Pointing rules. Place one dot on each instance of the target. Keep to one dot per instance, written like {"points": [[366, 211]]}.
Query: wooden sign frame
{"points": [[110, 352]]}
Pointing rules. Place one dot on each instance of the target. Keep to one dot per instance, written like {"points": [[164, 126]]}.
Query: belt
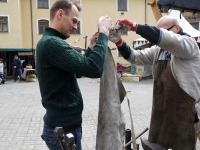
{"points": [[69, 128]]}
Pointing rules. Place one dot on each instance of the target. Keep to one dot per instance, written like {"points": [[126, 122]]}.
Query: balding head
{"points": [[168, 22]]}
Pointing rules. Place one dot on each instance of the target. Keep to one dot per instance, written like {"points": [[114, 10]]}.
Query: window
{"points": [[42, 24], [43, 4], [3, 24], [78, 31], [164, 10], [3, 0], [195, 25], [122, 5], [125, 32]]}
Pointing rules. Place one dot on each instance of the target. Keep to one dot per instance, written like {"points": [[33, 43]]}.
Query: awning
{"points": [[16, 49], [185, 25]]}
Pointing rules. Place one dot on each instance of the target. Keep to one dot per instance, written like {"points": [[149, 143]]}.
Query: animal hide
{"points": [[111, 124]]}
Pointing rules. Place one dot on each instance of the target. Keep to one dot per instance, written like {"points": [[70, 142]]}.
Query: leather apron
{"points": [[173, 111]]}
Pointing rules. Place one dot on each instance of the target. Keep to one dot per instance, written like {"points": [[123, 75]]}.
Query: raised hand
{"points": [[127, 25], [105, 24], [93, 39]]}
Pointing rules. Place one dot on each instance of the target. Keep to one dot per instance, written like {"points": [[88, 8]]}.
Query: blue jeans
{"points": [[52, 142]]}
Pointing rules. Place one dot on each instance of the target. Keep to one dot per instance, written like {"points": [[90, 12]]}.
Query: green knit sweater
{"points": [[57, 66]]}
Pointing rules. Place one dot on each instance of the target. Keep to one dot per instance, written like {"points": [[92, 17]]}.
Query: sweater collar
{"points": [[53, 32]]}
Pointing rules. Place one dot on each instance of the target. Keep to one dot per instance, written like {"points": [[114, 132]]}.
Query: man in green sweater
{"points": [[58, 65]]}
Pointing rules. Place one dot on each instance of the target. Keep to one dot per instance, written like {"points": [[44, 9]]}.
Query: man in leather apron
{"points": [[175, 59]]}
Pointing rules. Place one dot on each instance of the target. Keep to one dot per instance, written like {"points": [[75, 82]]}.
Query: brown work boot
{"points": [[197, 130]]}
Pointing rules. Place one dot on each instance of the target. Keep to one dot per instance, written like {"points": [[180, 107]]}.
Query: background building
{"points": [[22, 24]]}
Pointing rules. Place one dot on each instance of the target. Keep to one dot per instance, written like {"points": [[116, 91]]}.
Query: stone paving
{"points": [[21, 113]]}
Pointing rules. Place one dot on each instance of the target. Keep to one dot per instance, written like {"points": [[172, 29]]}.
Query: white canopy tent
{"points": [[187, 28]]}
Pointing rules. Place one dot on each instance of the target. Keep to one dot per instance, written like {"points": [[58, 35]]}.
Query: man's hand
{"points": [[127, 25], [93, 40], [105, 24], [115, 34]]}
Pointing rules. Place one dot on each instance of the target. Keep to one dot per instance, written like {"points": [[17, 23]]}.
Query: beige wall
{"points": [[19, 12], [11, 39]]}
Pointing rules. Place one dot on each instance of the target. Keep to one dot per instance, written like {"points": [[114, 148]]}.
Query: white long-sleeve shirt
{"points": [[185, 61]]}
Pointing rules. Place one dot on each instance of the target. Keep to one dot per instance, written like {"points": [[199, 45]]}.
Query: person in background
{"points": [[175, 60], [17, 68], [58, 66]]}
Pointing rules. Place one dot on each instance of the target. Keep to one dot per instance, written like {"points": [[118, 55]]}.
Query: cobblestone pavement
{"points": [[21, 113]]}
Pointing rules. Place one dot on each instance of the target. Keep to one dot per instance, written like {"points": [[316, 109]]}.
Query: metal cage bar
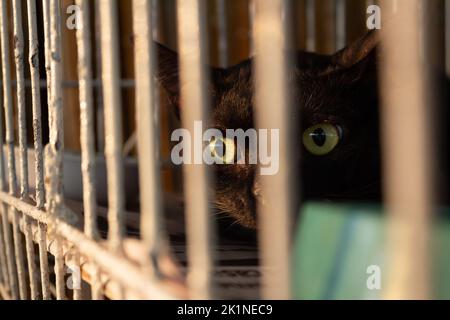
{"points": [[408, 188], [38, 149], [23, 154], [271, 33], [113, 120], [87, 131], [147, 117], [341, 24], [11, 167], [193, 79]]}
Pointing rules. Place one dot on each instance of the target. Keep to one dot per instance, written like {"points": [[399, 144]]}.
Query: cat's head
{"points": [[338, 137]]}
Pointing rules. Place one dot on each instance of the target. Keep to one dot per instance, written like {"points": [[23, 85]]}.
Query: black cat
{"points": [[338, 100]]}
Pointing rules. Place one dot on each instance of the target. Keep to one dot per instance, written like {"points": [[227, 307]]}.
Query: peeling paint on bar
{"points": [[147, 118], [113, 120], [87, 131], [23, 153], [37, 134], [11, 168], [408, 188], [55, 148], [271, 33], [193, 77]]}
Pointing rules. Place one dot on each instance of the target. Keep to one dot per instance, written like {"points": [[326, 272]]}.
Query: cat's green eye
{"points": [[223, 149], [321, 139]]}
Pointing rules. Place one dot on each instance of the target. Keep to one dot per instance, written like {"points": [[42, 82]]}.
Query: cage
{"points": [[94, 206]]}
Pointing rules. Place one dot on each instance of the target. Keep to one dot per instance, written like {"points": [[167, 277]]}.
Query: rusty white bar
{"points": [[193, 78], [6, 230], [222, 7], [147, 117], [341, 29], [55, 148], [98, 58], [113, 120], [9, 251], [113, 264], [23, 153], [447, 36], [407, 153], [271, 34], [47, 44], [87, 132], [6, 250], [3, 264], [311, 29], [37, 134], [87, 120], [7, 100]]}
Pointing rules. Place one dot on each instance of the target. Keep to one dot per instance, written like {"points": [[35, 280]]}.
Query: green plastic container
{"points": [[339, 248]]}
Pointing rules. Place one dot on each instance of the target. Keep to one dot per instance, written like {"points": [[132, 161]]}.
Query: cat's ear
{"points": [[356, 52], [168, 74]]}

---

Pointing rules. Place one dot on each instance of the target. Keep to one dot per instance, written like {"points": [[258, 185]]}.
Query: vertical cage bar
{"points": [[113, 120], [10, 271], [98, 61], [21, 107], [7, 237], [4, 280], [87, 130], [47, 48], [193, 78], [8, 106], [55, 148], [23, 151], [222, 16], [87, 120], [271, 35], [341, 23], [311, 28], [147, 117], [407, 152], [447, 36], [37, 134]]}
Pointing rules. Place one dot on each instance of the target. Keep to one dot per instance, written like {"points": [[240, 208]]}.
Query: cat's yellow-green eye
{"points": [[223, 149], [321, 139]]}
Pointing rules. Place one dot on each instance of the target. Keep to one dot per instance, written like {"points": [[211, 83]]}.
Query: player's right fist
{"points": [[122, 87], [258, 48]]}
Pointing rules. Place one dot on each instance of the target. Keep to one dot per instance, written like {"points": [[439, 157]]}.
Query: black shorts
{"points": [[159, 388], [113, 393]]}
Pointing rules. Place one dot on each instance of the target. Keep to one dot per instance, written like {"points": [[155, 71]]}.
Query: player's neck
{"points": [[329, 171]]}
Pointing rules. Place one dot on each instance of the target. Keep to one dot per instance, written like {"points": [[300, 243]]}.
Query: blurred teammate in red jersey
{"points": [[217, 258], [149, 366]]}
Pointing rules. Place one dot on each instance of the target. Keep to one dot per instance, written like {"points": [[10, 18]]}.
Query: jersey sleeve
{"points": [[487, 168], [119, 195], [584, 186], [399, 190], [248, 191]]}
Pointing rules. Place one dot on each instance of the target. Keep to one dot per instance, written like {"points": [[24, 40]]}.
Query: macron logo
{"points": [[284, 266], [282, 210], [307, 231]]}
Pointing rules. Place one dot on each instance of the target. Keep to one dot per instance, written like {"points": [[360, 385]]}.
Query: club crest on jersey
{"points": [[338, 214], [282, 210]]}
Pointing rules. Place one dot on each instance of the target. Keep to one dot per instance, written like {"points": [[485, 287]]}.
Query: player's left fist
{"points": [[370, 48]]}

# Görev tanımı
Yukarıdaki kayıtlarda "apron" kelimesini içeren satırların hepsini tam hâliyle listeleyin. Büyük ve küçük harf ayrımı dikkate alınmalıdır.

# Sonuç
Query: leather apron
Query: man in leather apron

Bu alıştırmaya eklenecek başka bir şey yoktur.